WRITTEN PROBLEM: Your task is to copy every record exactly.

DATASET EXCERPTS:
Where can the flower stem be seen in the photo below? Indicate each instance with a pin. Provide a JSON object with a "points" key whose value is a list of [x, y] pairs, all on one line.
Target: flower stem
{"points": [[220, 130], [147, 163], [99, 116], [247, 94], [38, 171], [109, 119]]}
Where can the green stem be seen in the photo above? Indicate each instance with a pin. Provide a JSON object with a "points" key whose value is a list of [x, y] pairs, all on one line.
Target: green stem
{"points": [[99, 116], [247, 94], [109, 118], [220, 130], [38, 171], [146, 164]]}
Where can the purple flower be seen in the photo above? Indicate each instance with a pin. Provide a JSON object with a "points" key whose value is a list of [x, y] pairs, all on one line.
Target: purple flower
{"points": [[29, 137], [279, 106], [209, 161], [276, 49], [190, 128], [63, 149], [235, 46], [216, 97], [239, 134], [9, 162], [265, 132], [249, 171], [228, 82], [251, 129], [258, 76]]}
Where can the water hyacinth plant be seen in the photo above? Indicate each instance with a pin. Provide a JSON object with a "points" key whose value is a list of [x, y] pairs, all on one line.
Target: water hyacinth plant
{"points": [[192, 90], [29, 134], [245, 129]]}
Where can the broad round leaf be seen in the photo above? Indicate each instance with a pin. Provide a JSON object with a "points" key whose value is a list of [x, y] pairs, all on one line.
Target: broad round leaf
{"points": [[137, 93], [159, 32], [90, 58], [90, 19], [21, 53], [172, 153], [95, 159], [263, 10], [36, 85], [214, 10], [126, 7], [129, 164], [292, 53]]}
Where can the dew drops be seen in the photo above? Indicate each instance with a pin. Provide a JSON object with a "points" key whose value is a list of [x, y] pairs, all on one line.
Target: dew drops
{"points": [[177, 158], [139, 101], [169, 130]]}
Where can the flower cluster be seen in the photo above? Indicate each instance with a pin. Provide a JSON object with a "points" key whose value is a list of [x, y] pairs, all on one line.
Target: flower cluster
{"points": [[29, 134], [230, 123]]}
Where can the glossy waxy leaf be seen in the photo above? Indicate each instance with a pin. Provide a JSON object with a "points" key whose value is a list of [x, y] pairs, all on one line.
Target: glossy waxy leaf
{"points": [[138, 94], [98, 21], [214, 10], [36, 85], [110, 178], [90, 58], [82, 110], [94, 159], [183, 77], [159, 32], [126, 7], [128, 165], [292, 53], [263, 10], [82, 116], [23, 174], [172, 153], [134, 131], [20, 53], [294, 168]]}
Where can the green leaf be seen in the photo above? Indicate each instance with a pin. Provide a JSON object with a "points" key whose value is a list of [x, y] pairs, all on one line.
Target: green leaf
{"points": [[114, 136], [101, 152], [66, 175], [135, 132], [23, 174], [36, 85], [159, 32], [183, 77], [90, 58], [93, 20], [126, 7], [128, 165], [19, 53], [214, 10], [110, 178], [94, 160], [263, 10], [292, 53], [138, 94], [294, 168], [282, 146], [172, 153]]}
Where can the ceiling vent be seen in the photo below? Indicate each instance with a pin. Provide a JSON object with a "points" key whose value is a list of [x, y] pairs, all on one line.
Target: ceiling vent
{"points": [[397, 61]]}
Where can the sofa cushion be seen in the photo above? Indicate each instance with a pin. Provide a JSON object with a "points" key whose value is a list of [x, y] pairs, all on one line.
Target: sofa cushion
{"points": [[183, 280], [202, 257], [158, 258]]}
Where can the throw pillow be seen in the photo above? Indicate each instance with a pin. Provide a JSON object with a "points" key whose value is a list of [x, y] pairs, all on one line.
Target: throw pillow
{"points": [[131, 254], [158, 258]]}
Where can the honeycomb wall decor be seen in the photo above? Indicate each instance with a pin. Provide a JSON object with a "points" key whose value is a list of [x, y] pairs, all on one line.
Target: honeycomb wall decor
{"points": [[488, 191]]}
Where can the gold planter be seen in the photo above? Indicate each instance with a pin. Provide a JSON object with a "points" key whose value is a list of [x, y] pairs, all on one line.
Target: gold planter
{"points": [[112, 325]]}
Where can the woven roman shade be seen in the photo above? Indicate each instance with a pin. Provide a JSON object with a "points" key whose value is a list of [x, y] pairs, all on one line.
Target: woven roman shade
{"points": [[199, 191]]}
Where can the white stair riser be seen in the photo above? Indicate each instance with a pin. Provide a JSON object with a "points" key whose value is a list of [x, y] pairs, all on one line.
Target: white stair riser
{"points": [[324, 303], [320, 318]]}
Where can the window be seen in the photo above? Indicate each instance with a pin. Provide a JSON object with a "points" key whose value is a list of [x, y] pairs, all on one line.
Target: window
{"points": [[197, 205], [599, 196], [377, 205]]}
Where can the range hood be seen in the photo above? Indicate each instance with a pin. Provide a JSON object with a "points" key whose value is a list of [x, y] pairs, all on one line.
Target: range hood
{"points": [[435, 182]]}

EXERCISE ANSWER:
Where can the flower stem be seen in the photo below? Indicate each instance with a pin. Provide a JSON object with a "points" key whose value is a list of [x, y] pairs, all on one line.
Target: flower stem
{"points": [[220, 130], [147, 163], [99, 116], [247, 94], [38, 171], [109, 119]]}
Where can the green stem be seen in the photo above? Indicate each instance with a pin. Provide a JSON object with a "points" key whose value is a list of [x, y] pairs, all on one line.
Target: green stem
{"points": [[99, 116], [247, 94], [109, 118], [220, 130], [38, 171], [146, 164]]}
Where can the purple flower be seen in the photo above? Indicate each instance with a pin. Provide a JSON object with a "points" key whose value is a list of [x, y] pairs, all on one line.
Target: purple flower
{"points": [[29, 137], [279, 106], [209, 161], [276, 49], [190, 128], [63, 149], [235, 46], [216, 97], [239, 134], [9, 162], [265, 132], [249, 171], [228, 82], [251, 129], [258, 76]]}
Where can the water hyacinth plant be seen in the photo above? Indicate each instance with a pin. Provide a JSON object with a "points" key whose value is a list of [x, y] pairs, all on one line.
Target: water hyacinth plant
{"points": [[192, 90], [29, 134], [245, 129]]}
Where can the broad round leaf be seen in the photo above? Indicate each instance with a pin. Provide a JSON object with a "points" key whose value is a list of [x, y] pairs, all on one line.
Target: broad round leaf
{"points": [[137, 93], [159, 32], [90, 58], [90, 19], [21, 53], [172, 153], [95, 159], [263, 10], [36, 85], [214, 10], [126, 7], [129, 164], [292, 53]]}
Where can the dew drops be seen in the photo above? Indicate each instance with a pin. Provide a JSON object with a "points" key whose value is a list of [x, y] pairs, all on one line.
Target: dew drops
{"points": [[177, 158], [139, 101], [169, 130]]}
Where can the flower cluster be seen in the photo above? Indicate each instance with a pin. Provide a JSON object with a "points" key whose value is a list of [x, y] pairs, all on one line.
Target: flower cluster
{"points": [[29, 134], [230, 123]]}
Where can the glossy waxy leaf be seen in the photo above? Indicate each instance with a pin. Provide a JSON object with a "points" key whose value is a list of [x, y] pairs, all on one line.
Target: glossy waxy leaf
{"points": [[138, 94], [98, 21], [214, 10], [36, 85], [110, 178], [90, 58], [82, 110], [94, 159], [183, 77], [159, 32], [126, 7], [128, 165], [292, 53], [263, 10], [82, 116], [23, 174], [172, 153], [134, 131], [20, 53], [294, 168]]}
Where can the green leaf be seen in the photo above? Indicate each instance with a pin. Provide a JSON object with a "points" key whose value is a list of [x, y] pairs, all on one line.
Target: green leaf
{"points": [[114, 136], [101, 152], [66, 175], [135, 132], [23, 174], [36, 85], [159, 32], [183, 77], [90, 58], [93, 20], [126, 7], [128, 165], [19, 53], [214, 10], [110, 178], [94, 160], [263, 10], [292, 53], [138, 94], [294, 168], [282, 146], [172, 153]]}
Where can the ceiling vent be seen in the photo below? Indicate each instance with a pin. Provide a JSON object with a "points" key whose value is a list of [x, y] pairs, all on one line.
Target: ceiling vent
{"points": [[397, 61]]}
Where can the sofa cushion be seen in the photo above? Indicate each instance with a pin. Provide a JSON object with a "points" key whose value is a list of [x, y] pairs, all on one line.
Target: sofa cushion
{"points": [[183, 280], [202, 257], [158, 258]]}
Where can the throw pillow be seen in the photo above? Indicate each instance with a pin. Provide a JSON object with a "points" key whose value is a list of [x, y] pairs, all on one line.
Target: throw pillow
{"points": [[131, 254], [158, 258]]}
Where can the honeycomb wall decor be seen in the photo above? Indicate each instance with a pin. Provide a JSON object with a "points" key whose value is a list of [x, y] pairs, all on one line.
Target: honeycomb wall decor
{"points": [[488, 191]]}
Where can the gold planter be seen in the photo above? Indicate each instance with a pin. Provide a JSON object with a "points" key whose value is a list of [x, y] pairs, all on one line.
Target: gold planter
{"points": [[112, 325]]}
Where can the woven roman shade be seen in the photo above? Indicate each instance with a pin. Provide a JSON object with a "points" key whose value is a list of [x, y] pairs, all on one line.
Target: woven roman shade
{"points": [[199, 191]]}
Where can the white stair riser be seen in the photo above? Indicate each instance with a pin. Provide a JSON object with a "points" key whose value is a list of [x, y] pairs, all on one line.
Target: white stair riser
{"points": [[324, 303], [320, 318]]}
Where can the window be seen in the photo above? Indicate each instance with a pin. Provide a JSON object with a "points" key whose value is a list of [x, y] pairs, all on one line.
Target: window
{"points": [[197, 205], [599, 196], [377, 205]]}
Where can the range hood be seen in the photo above? Indicate each instance with a pin. Provide a JSON object with a "points" key whose value is a list of [x, y] pairs, all on one line.
Target: range hood
{"points": [[435, 182]]}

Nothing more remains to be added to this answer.